-- Begin ITEMS --
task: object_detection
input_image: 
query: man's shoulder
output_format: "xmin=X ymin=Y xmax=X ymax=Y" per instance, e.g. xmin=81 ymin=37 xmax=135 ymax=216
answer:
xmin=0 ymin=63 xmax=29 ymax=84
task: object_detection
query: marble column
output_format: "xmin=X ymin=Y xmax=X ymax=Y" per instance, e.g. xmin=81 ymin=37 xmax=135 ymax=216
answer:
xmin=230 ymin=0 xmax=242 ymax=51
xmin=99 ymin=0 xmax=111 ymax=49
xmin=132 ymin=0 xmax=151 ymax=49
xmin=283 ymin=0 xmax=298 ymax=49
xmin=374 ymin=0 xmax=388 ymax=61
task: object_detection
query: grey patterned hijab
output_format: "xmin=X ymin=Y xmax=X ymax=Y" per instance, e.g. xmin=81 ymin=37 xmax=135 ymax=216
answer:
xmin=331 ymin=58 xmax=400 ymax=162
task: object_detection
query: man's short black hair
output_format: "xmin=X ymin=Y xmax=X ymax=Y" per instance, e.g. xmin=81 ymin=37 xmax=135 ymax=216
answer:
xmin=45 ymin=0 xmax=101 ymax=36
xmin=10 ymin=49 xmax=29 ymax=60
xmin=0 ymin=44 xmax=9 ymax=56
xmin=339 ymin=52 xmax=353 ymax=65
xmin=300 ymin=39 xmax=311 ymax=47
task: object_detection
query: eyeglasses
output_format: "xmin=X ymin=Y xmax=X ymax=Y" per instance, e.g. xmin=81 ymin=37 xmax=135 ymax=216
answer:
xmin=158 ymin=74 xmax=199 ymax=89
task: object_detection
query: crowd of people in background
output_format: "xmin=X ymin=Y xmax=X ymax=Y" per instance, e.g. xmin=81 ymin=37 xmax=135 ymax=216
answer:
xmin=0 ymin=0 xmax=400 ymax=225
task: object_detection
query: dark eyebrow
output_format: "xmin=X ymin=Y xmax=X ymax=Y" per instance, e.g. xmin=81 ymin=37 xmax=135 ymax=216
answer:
-- End ITEMS --
* **WHAT IS EXPECTED**
Can you retype the entries without any change, starting at the very first line and ending at the line that contains "xmin=331 ymin=58 xmax=400 ymax=162", both included?

* **WRITTEN ANSWER**
task: object_detection
input_image: 
query: man's shoulder
output_format: "xmin=X ymin=Y xmax=X ymax=Y" per instance, e.g. xmin=81 ymin=37 xmax=135 ymax=216
answer:
xmin=0 ymin=63 xmax=29 ymax=84
task: object_detection
query: marble column
output_format: "xmin=X ymin=Y xmax=X ymax=Y" per instance, e.g. xmin=81 ymin=37 xmax=135 ymax=216
answer:
xmin=230 ymin=0 xmax=242 ymax=51
xmin=99 ymin=0 xmax=111 ymax=49
xmin=132 ymin=0 xmax=151 ymax=49
xmin=283 ymin=0 xmax=298 ymax=49
xmin=374 ymin=0 xmax=388 ymax=61
task: object_detection
query: grey patterned hijab
output_format: "xmin=X ymin=Y xmax=X ymax=Y" per instance, e.g. xmin=81 ymin=37 xmax=135 ymax=216
answer:
xmin=331 ymin=58 xmax=400 ymax=162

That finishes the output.